[What the exercise asks]: For each statement, say whether the Victor A. Pogadaev biography below supports it, answering yes or no and quoting the deciding words: (a) He taught German before he began his university studies; (b) He received his PhD in 1975; (c) He became an associate professor at the University of Malaya in 2003.

[Selected passage]:
Victor A. Pogadaev  () (born November 20, 1946 in Sakmara, Orenburg Oblast, Russia) is a Russian historian, orientalist, and translator. He specializes in the history and culture of South-East Asia and translates literary works from Malay and Indonesian into Russian and vice versa. He is also a noted lexicographer.

Biography
In 1964 he graduated from Sakmarskaya high school with a gold medal. In 1964–1965 he worked as a teacher of German in Krasnokommunarskaya 8-year school at Sakmarskaya Station. In 1965–1970 years he was a student of Indonesian branch of the Institute of Oriental Languages, Lomonosov Moscow State University, graduating it with excellence. In 1970–1971 was studying Malay at the University of Malaya (Kuala Lumpur) in the first group of Russian students through the student exchange. In 1975 finished post-graduate studies at the Institute of Asian and African Studies of Lomonosov Moscow State University and in 1976 got PhD in History with the theses  "Opposition Parties of Malaysia” (1957–1971). In 1977–1982 he worked under the Ministry of Foreign Affairs of the USSR in the Soviet Embassy in Indonesia, in 1986–1989 in the Soviet Embassy in Malaysia. Since 1989 he was an editor- consultant of the sector "Encyclopedia of Asia” at the Institute of Oriental Studies, Russian Academy of Science, in 1996–2001 worked as a lecturer of Indonesian language at the Institute of Asian and African Studies, in 1998–2001 simultaneously as the Deputy Head of Information and Analytical Center of "Evening Moscow" Concern. Since September 2001 – the Lecturer of Russian Language and Russian Culture at the Faculty of Languages and Linguistics, University of Malaya in Kuala Lumpur, Malaysia, since 2003 – Assoc. Professor.

[Input data]:
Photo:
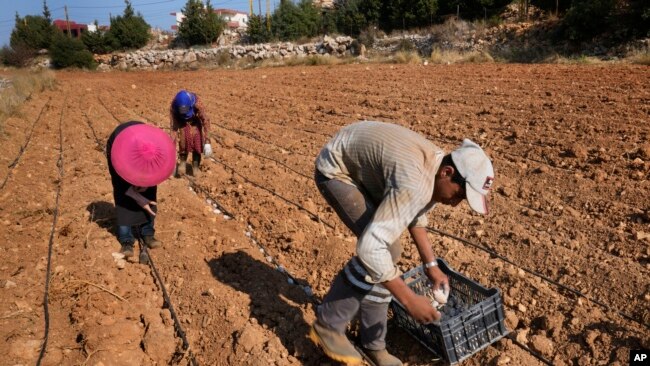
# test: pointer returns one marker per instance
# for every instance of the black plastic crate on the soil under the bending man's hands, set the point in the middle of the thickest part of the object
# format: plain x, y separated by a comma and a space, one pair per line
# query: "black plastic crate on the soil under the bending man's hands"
455, 337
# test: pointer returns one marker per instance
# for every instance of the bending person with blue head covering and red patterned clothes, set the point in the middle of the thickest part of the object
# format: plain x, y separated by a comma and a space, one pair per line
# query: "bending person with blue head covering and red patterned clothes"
190, 127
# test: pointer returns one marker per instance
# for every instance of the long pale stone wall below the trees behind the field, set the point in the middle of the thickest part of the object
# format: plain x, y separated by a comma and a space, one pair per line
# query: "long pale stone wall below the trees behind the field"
158, 59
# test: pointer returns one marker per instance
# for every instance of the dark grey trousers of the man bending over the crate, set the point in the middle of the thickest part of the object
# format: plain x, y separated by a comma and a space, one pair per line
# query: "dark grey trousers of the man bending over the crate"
343, 301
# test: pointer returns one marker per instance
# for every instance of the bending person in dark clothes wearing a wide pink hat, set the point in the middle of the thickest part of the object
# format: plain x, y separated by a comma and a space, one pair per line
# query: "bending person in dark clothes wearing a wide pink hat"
139, 158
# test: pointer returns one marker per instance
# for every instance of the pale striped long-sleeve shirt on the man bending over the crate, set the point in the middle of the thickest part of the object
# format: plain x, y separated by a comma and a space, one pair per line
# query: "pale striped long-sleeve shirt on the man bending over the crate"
397, 168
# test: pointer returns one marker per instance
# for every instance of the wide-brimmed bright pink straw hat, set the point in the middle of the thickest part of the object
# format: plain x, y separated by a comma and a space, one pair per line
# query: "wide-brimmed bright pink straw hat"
143, 155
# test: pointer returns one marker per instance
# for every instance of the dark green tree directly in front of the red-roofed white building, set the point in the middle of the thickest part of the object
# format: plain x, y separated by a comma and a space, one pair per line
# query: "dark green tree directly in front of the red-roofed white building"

[Output for this task]:
(a) Yes: "In 1964–1965 he worked as a teacher of German in Krasnokommunarskaya 8-year school at Sakmarskaya Station."
(b) No: "in 1976 got PhD in History"
(c) Yes: "since 2003 – Assoc. Professor."